DIRECTIONS FOR THIS TASK: Every line from the line containing "Query: yellow sign" through the final line of the data is to be printed exactly; no other line is to appear.

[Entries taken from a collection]

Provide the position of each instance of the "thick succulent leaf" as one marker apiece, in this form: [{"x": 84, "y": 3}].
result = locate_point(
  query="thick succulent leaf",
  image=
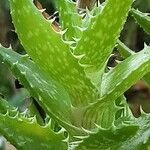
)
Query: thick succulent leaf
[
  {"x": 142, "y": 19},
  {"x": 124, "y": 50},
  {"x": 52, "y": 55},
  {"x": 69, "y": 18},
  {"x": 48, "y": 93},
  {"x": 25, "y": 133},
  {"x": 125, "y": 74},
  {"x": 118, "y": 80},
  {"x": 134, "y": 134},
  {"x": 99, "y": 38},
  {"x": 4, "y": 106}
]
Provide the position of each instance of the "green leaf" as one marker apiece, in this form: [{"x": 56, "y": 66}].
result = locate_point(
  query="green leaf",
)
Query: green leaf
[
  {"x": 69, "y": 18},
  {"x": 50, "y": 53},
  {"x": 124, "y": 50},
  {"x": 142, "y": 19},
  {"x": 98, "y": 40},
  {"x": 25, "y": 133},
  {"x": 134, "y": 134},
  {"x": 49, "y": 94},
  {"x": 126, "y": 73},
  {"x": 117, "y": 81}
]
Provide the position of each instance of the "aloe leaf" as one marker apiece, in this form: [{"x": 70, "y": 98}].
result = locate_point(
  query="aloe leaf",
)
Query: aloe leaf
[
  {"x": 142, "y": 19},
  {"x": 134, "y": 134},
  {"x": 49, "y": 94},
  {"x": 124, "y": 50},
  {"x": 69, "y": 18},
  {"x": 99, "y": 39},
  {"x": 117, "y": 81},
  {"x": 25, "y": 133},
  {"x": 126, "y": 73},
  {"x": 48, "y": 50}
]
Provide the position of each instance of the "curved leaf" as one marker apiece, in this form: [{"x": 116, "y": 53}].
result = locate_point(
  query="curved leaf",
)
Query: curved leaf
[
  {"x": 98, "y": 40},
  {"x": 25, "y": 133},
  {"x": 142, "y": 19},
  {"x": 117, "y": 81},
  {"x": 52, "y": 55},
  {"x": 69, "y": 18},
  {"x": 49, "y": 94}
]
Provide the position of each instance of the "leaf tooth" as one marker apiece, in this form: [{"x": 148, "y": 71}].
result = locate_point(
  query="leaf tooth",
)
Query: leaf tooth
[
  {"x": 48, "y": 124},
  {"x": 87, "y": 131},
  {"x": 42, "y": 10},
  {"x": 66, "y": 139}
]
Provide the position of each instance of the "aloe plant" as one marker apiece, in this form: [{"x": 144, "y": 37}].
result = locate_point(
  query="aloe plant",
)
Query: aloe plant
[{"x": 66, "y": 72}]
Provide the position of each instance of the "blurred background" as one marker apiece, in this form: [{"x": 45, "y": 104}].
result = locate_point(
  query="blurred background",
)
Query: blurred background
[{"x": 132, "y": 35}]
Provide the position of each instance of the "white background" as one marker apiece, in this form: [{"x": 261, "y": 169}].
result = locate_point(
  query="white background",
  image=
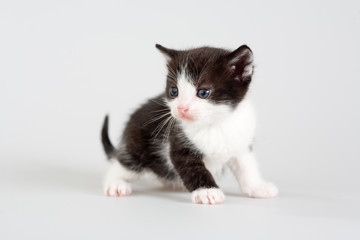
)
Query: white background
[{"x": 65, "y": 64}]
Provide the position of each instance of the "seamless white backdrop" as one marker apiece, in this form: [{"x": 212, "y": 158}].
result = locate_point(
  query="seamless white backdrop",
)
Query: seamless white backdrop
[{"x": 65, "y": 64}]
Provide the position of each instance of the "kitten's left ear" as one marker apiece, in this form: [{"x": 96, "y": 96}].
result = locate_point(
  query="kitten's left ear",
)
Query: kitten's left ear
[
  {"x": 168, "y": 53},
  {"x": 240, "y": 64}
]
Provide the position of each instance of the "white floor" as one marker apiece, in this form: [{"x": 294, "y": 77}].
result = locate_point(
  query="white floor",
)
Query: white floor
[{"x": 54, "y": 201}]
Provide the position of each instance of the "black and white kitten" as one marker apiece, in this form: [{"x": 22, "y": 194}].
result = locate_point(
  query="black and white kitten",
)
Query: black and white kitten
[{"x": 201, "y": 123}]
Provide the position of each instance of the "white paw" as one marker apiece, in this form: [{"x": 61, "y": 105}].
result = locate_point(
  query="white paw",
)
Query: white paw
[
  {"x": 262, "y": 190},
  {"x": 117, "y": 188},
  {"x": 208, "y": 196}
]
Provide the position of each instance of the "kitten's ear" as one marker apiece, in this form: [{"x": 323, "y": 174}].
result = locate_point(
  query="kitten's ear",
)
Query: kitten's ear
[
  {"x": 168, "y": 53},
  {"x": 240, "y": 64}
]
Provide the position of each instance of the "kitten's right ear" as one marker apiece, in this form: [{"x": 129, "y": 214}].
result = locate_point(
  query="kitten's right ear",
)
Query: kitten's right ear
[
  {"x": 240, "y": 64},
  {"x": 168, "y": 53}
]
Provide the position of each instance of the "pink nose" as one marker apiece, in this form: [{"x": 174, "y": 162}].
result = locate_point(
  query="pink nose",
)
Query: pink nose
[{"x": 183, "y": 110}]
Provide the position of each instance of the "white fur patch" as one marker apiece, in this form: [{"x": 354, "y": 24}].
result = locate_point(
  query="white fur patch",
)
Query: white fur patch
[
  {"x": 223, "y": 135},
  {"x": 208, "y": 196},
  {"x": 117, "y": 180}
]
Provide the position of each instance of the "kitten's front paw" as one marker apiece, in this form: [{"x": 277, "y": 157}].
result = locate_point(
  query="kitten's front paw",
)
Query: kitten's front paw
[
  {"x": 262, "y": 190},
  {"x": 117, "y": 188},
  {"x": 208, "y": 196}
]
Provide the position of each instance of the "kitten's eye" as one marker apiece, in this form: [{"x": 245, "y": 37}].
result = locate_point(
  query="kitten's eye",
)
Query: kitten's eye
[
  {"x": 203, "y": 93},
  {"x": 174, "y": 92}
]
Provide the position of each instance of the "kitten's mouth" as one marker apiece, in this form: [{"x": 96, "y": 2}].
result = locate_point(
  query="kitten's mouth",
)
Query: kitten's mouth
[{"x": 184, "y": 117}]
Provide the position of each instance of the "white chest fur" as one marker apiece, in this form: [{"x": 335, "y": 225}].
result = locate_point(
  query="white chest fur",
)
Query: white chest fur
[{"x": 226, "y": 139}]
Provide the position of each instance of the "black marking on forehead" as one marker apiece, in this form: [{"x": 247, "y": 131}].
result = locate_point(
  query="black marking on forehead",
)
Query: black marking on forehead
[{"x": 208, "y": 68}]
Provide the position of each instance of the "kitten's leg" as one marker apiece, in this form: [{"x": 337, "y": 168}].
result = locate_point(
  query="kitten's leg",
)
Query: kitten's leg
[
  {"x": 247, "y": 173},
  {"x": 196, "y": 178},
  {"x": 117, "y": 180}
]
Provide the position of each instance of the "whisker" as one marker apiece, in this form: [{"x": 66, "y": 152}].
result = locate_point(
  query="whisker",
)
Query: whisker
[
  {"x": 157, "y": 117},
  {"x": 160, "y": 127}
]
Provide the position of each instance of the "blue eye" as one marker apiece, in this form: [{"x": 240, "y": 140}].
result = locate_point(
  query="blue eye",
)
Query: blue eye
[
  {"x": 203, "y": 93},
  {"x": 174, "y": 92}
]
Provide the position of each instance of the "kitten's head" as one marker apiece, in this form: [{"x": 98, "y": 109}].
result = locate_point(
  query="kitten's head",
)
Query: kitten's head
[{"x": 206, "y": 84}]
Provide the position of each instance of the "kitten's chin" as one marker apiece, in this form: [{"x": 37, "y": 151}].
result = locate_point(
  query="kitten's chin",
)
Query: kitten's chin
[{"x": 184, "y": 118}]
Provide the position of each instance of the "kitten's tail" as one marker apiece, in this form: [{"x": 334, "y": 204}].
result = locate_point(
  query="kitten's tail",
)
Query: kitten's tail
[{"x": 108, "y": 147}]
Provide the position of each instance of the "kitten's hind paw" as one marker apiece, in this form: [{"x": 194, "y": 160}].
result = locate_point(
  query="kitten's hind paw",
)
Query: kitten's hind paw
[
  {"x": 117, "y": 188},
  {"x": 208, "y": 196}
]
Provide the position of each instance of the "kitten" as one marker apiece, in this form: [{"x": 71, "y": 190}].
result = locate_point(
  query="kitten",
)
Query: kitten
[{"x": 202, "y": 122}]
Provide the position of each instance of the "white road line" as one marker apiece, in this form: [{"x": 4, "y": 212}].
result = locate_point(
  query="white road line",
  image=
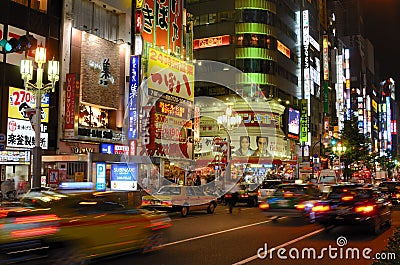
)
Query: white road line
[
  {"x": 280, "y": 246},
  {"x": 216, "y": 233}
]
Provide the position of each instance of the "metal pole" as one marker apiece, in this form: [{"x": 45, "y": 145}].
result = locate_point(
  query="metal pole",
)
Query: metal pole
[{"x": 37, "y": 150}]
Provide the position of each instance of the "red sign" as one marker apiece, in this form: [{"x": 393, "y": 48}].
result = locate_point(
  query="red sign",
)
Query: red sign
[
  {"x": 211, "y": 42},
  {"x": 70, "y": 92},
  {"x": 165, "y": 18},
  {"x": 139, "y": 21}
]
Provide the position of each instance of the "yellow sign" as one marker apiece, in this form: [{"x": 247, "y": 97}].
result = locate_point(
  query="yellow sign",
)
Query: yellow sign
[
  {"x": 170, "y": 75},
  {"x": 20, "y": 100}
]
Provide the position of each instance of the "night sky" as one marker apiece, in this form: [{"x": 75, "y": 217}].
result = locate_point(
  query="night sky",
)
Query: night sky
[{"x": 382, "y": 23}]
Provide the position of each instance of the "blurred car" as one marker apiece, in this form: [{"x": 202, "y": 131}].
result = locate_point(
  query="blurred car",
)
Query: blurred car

REPLY TO THE TASK:
Query: yellow sign
[
  {"x": 170, "y": 75},
  {"x": 20, "y": 100}
]
Provide the position of each instance of the "night sky" as one marker apiece, in this form: [{"x": 75, "y": 217}].
result = locate_point(
  query="night sky",
)
Query: night sky
[{"x": 382, "y": 23}]
Provide the position of each instance of the "blurred car" as one marker apiece, in this form: [{"x": 202, "y": 131}].
result = locate_point(
  query="blurred car",
)
Query: blurred car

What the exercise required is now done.